*WHAT TO WORK ON*. Would you transcribe the listing that follows word for word, skipping pictures?

*DATA RECORDS*.

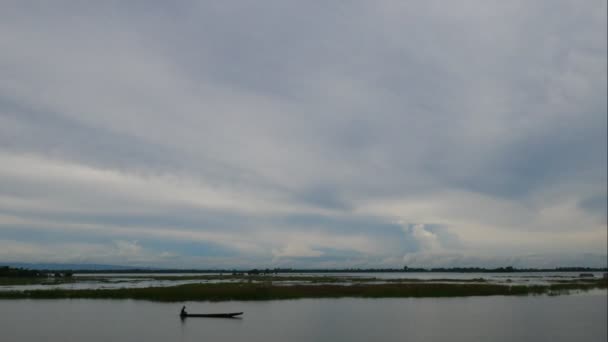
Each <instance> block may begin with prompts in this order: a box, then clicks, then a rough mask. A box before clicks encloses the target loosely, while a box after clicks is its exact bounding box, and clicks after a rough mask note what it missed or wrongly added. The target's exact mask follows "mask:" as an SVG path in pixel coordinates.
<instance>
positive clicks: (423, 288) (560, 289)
mask: <svg viewBox="0 0 608 342" xmlns="http://www.w3.org/2000/svg"><path fill="white" fill-rule="evenodd" d="M598 288H601V289H606V288H608V282H607V281H606V280H597V281H594V282H589V283H570V284H553V285H533V286H525V285H514V286H508V285H498V284H482V283H466V284H463V283H461V284H455V283H387V284H353V285H346V286H345V285H334V284H324V285H293V286H280V285H273V284H271V283H253V282H252V283H249V282H240V283H216V284H186V285H179V286H172V287H149V288H127V289H97V290H65V289H52V290H31V291H11V292H0V298H5V299H9V298H41V299H42V298H44V299H53V298H97V299H140V300H152V301H170V302H177V301H187V300H200V301H225V300H274V299H300V298H340V297H361V298H401V297H467V296H492V295H539V294H549V295H556V294H564V293H569V292H570V291H587V290H591V289H598Z"/></svg>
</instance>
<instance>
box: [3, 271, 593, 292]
mask: <svg viewBox="0 0 608 342" xmlns="http://www.w3.org/2000/svg"><path fill="white" fill-rule="evenodd" d="M591 275H592V276H593V277H589V278H581V277H580V274H579V273H573V272H530V273H429V272H424V273H398V272H390V273H343V272H339V273H284V274H272V275H256V276H247V275H236V276H233V275H230V274H219V273H212V274H200V273H177V274H159V273H145V274H142V273H132V274H125V273H114V274H113V273H104V274H76V275H75V276H74V277H71V278H44V279H37V280H35V281H29V282H27V283H25V284H2V283H1V282H0V291H25V290H47V289H66V290H81V289H120V288H146V287H168V286H177V285H184V284H213V283H236V282H253V283H255V282H264V283H268V282H270V283H272V284H273V285H285V286H289V285H323V284H336V285H345V286H348V285H352V284H361V283H366V284H386V283H420V282H429V283H454V284H459V283H472V282H476V283H487V284H503V285H549V284H560V283H568V282H584V281H585V280H588V279H600V278H601V277H602V276H603V274H602V273H600V272H596V273H591Z"/></svg>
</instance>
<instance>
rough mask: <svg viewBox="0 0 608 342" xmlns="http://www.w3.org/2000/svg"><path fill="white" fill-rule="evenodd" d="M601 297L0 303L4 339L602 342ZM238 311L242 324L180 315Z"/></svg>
mask: <svg viewBox="0 0 608 342" xmlns="http://www.w3.org/2000/svg"><path fill="white" fill-rule="evenodd" d="M607 298H608V293H607V292H606V291H605V290H594V291H591V292H586V293H580V294H574V295H564V296H522V297H504V296H490V297H460V298H402V299H360V298H343V299H301V300H275V301H249V302H236V301H230V302H186V303H159V302H150V301H136V300H90V299H78V300H70V299H60V300H0V318H1V319H0V331H1V333H2V339H1V340H2V341H20V342H28V341H36V342H39V341H61V342H66V341H91V342H95V341H146V342H155V341H248V342H252V341H263V342H273V341H335V342H340V341H348V342H352V341H450V342H459V341H467V342H468V341H509V342H511V341H534V342H543V341H602V342H605V341H606V339H607V332H606V320H607V313H606V312H607ZM182 304H185V305H187V308H188V311H189V312H191V313H209V312H234V311H244V312H245V314H244V315H243V318H242V319H218V318H187V319H185V320H183V321H182V320H180V319H179V317H178V312H179V310H180V308H181V305H182Z"/></svg>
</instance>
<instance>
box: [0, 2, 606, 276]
mask: <svg viewBox="0 0 608 342" xmlns="http://www.w3.org/2000/svg"><path fill="white" fill-rule="evenodd" d="M1 8H2V10H0V51H1V52H0V263H1V262H46V263H96V264H111V265H127V266H153V267H174V268H253V267H257V268H260V267H262V268H266V267H270V268H273V267H292V268H343V267H361V268H366V267H397V268H401V267H403V266H405V265H407V266H410V267H454V266H466V267H501V266H515V267H556V266H589V267H605V266H606V264H607V256H606V254H607V210H606V206H607V204H606V203H607V176H606V173H607V157H606V156H607V133H606V132H607V97H606V93H607V59H608V55H607V47H606V44H607V43H606V41H607V30H606V27H607V18H606V17H607V3H606V1H605V0H583V1H579V0H571V1H569V0H535V1H529V0H513V1H498V0H461V1H438V0H437V1H436V0H424V1H422V0H420V1H416V0H412V1H392V0H377V1H357V0H353V1H315V0H313V1H288V0H276V1H272V0H270V1H267V0H260V1H95V2H82V1H52V2H51V1H2V5H1Z"/></svg>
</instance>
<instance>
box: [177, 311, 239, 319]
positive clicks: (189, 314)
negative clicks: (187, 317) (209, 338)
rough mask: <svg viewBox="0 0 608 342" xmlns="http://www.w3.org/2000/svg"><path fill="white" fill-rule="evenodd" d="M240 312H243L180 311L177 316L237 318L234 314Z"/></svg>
mask: <svg viewBox="0 0 608 342" xmlns="http://www.w3.org/2000/svg"><path fill="white" fill-rule="evenodd" d="M242 314H243V313H242V312H230V313H216V314H190V313H181V314H180V315H179V316H180V317H181V318H186V317H212V318H237V317H236V316H240V315H242Z"/></svg>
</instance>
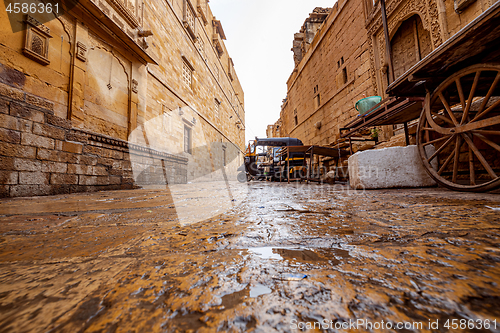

*ANSWER TO THE PROBLEM*.
Each <instance> block may begin with prompts in this order: a box, then clicks, then a rough mask. A box before clicks encloses the target loosely, while a box after clicks is its exact bounding box, and clicks after a rough mask note what it missed or wrongly added. The target's exact mask follows "mask:" as an SVG path in pixel coordinates.
<instance>
positive clicks: (423, 288) (560, 289)
mask: <svg viewBox="0 0 608 342" xmlns="http://www.w3.org/2000/svg"><path fill="white" fill-rule="evenodd" d="M598 288H601V289H606V288H608V282H607V281H606V280H597V281H594V282H589V283H570V284H553V285H533V286H525V285H514V286H508V285H498V284H482V283H466V284H463V283H461V284H455V283H387V284H353V285H346V286H345V285H334V284H324V285H293V286H280V285H273V284H271V283H253V282H252V283H249V282H240V283H216V284H186V285H179V286H172V287H149V288H127V289H97V290H65V289H52V290H31V291H11V292H0V298H5V299H9V298H41V299H42V298H44V299H53V298H97V299H140V300H152V301H170V302H177V301H187V300H200V301H225V300H274V299H300V298H340V297H361V298H401V297H467V296H492V295H539V294H549V295H556V294H564V293H569V292H570V291H587V290H591V289H598Z"/></svg>
</instance>
<instance>
box: [3, 271, 593, 292]
mask: <svg viewBox="0 0 608 342" xmlns="http://www.w3.org/2000/svg"><path fill="white" fill-rule="evenodd" d="M591 275H592V276H593V277H589V278H581V277H580V274H579V273H573V272H530V273H429V272H424V273H398V272H390V273H343V272H339V273H284V274H272V275H256V276H247V275H236V276H233V275H230V274H219V273H212V274H200V273H177V274H159V273H145V274H142V273H132V274H125V273H114V274H113V273H104V274H76V275H75V276H74V277H71V278H44V279H37V280H35V281H29V282H27V283H25V284H2V283H1V282H0V291H25V290H47V289H66V290H81V289H120V288H146V287H168V286H177V285H184V284H213V283H236V282H253V283H255V282H264V283H268V282H270V283H272V284H273V285H285V286H289V285H323V284H336V285H345V286H348V285H352V284H361V283H366V284H386V283H420V282H429V283H454V284H459V283H472V282H476V283H487V284H503V285H549V284H560V283H568V282H584V281H585V280H588V279H600V278H601V277H602V276H603V274H602V273H600V272H596V273H591Z"/></svg>
</instance>
<instance>
rough mask: <svg viewBox="0 0 608 342" xmlns="http://www.w3.org/2000/svg"><path fill="white" fill-rule="evenodd" d="M601 297L0 303L4 339L602 342ZM238 311L242 324L180 315Z"/></svg>
mask: <svg viewBox="0 0 608 342" xmlns="http://www.w3.org/2000/svg"><path fill="white" fill-rule="evenodd" d="M607 298H608V293H607V292H606V291H605V290H594V291H591V292H586V293H580V294H574V295H564V296H522V297H504V296H490V297H460V298H402V299H360V298H343V299H301V300H275V301H249V302H236V301H230V302H186V303H159V302H150V301H136V300H90V299H78V300H70V299H60V300H0V318H1V319H0V331H1V333H2V339H1V340H2V341H20V342H28V341H36V342H39V341H61V342H66V341H91V342H95V341H146V342H155V341H248V342H252V341H263V342H273V341H335V342H340V341H348V342H352V341H450V342H459V341H467V342H468V341H509V342H511V341H534V342H543V341H602V342H605V341H606V339H607V332H606V320H607V313H606V312H607ZM182 304H185V305H187V308H188V311H189V312H191V313H209V312H234V311H244V312H245V314H244V315H243V318H242V319H218V318H187V319H185V320H183V321H182V320H180V319H179V317H178V312H179V310H180V308H181V305H182Z"/></svg>
</instance>
<instance>
box: [0, 2, 606, 276]
mask: <svg viewBox="0 0 608 342" xmlns="http://www.w3.org/2000/svg"><path fill="white" fill-rule="evenodd" d="M1 8H2V10H0V51H1V52H0V263H1V262H46V263H96V264H111V265H127V266H153V267H174V268H253V267H257V268H260V267H262V268H266V267H270V268H273V267H292V268H343V267H361V268H366V267H397V268H401V267H403V266H405V265H407V266H410V267H454V266H466V267H501V266H515V267H556V266H589V267H605V266H606V264H607V256H606V254H607V210H606V206H607V204H606V203H607V176H606V173H607V157H606V156H607V133H606V132H607V97H606V93H607V59H608V55H607V47H606V44H607V43H606V41H607V30H606V27H607V18H606V17H607V3H606V1H605V0H583V1H579V0H571V1H569V0H535V1H529V0H513V1H498V0H461V1H438V0H437V1H436V0H424V1H422V0H420V1H416V0H412V1H392V0H377V1H357V0H353V1H315V0H313V1H288V0H276V1H272V0H270V1H267V0H260V1H95V2H82V1H52V2H51V1H2V5H1Z"/></svg>
</instance>
<instance>
box: [177, 311, 239, 319]
positive clicks: (189, 314)
negative clicks: (187, 317) (209, 338)
rough mask: <svg viewBox="0 0 608 342" xmlns="http://www.w3.org/2000/svg"><path fill="white" fill-rule="evenodd" d="M240 312H243L180 311L177 316L237 318L234 314Z"/></svg>
mask: <svg viewBox="0 0 608 342" xmlns="http://www.w3.org/2000/svg"><path fill="white" fill-rule="evenodd" d="M242 314H243V313H242V312H230V313H216V314H190V313H181V314H180V315H179V316H180V317H181V318H186V317H212V318H237V317H236V316H240V315H242Z"/></svg>
</instance>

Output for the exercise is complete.